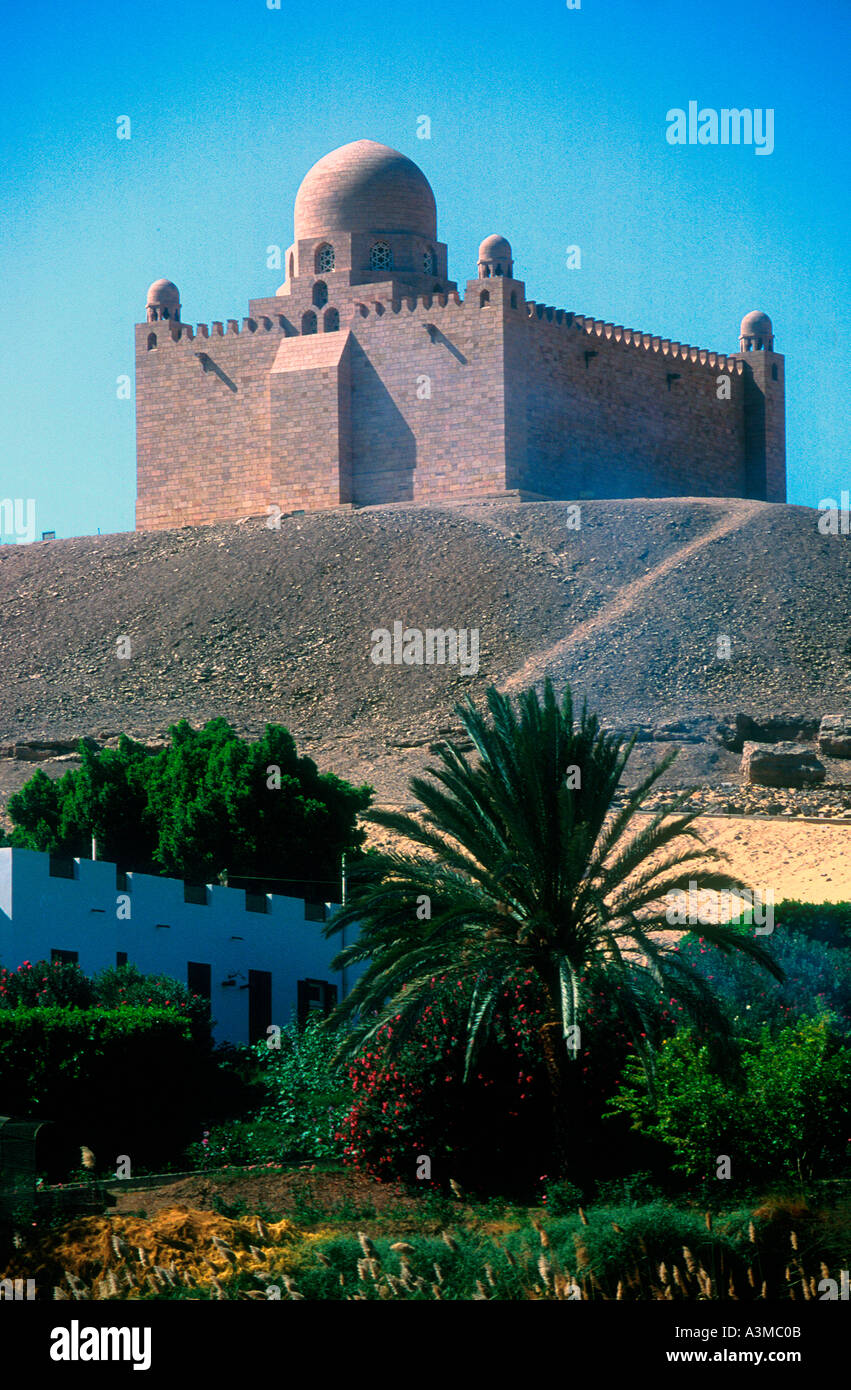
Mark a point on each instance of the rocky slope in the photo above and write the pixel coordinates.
(636, 608)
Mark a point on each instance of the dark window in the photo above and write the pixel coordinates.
(314, 997)
(381, 257)
(259, 1004)
(61, 868)
(199, 979)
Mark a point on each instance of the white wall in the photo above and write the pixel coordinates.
(41, 913)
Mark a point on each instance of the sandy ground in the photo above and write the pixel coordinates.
(796, 858)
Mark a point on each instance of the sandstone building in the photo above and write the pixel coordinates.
(367, 378)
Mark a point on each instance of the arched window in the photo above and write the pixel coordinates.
(381, 257)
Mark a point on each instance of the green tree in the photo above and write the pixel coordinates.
(210, 804)
(530, 869)
(103, 799)
(789, 1115)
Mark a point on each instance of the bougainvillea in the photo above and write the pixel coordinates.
(497, 1123)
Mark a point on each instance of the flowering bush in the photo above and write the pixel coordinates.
(305, 1097)
(124, 987)
(791, 1112)
(120, 987)
(818, 980)
(45, 983)
(495, 1127)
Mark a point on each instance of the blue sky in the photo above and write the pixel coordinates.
(547, 125)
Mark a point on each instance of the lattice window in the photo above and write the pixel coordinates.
(381, 257)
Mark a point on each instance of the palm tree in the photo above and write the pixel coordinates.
(530, 869)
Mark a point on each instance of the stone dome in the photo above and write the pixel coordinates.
(495, 248)
(495, 257)
(365, 186)
(757, 331)
(163, 292)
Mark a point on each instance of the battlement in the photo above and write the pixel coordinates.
(187, 332)
(406, 305)
(634, 338)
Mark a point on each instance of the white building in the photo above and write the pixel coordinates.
(259, 958)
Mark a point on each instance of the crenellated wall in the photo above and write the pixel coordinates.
(402, 398)
(612, 412)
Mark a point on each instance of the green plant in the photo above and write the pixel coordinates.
(206, 805)
(789, 1115)
(123, 1082)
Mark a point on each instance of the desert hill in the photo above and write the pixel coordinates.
(264, 624)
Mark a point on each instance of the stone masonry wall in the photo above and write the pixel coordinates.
(616, 419)
(438, 399)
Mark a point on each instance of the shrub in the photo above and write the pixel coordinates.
(124, 986)
(123, 1082)
(492, 1132)
(818, 980)
(790, 1115)
(45, 983)
(826, 922)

···

• Task objective: Render all the items above as a two-column CSV with the header instruction,points, one row per item, putting the item's text and its answer each in a single quoted field with line breaks turned into spaces. Leave the pictures out.

• The response:
instruction,points
"Mark a point on each instance of the rocky slope in the photo above and write the pixel coordinates.","(636, 608)"
"Mark a point on each instance of the dark window in the photo above and write the pixel coordinates.","(314, 997) (381, 257) (259, 1004) (61, 868) (199, 979)"
"Mark a point on each instance of the white wall in the photo above and write the pixel coordinates.","(41, 913)"
"Mark a point on each instance of the sandy ground in the photo above and write the pixel coordinates.","(796, 858)"
"Mark a point on each instance of the sandstone building in the photo above and write the pixel coordinates.","(367, 378)"
"Mark a point on each instance of the arched window in the photo above and write the pixel coordinates.","(381, 257)"
"Mark a point on each instance of the green tree in the photo above and write the pixel coordinates.","(210, 804) (530, 869) (103, 799) (789, 1115)"
"Mark a point on each instance of the bougainvillea in the photo above and write the pixel coordinates.","(497, 1123)"
"Mark a point on each instance of the flowering bush in the photo above and write the pixel coordinates.","(305, 1097) (124, 987) (791, 1112) (120, 987) (818, 980) (45, 983) (495, 1127)"
"Mark a point on each instance of the blue sky in the photo above and write the pixel coordinates.","(547, 125)"
"Mark a point on each instance of the lattice window in the photo above and write the pixel coordinates.","(381, 257)"
"Mark a point on each instance of the palm tree in the photo above and write the pixel coordinates.","(530, 869)"
"Mark a point on each instance of the stone dome in the photo above and write the pixel coordinates.","(495, 248) (495, 257) (365, 186) (757, 331) (163, 292)"
"Mark a point on each instance of the battlement in the photo above and write the pixel coordinates.","(187, 332) (406, 305) (634, 338)"
"Mark a point on each instance of the white building in the photo above and write the pixel coordinates.","(259, 958)"
"Mark a point on each instance of the crenellated wall in the photo above and write the pixel coordinates.","(402, 398) (612, 412)"
"Mark a point on each instance of the green plant in the photo above and write the pixel coordinates.","(206, 805) (789, 1115) (123, 1082)"
"Mark a point on each instance of the desert hill in the photo above and write the pixel coordinates.","(264, 624)"
"Mark a point on each instance of the stone masonry wall in the photo above and write the pixel coordinates.","(616, 419) (438, 399)"
"Mark a point on each instance of the shrub in the photo above and write the pixel coordinates.","(124, 986) (123, 1082) (492, 1132) (818, 980) (790, 1115) (45, 983) (826, 922)"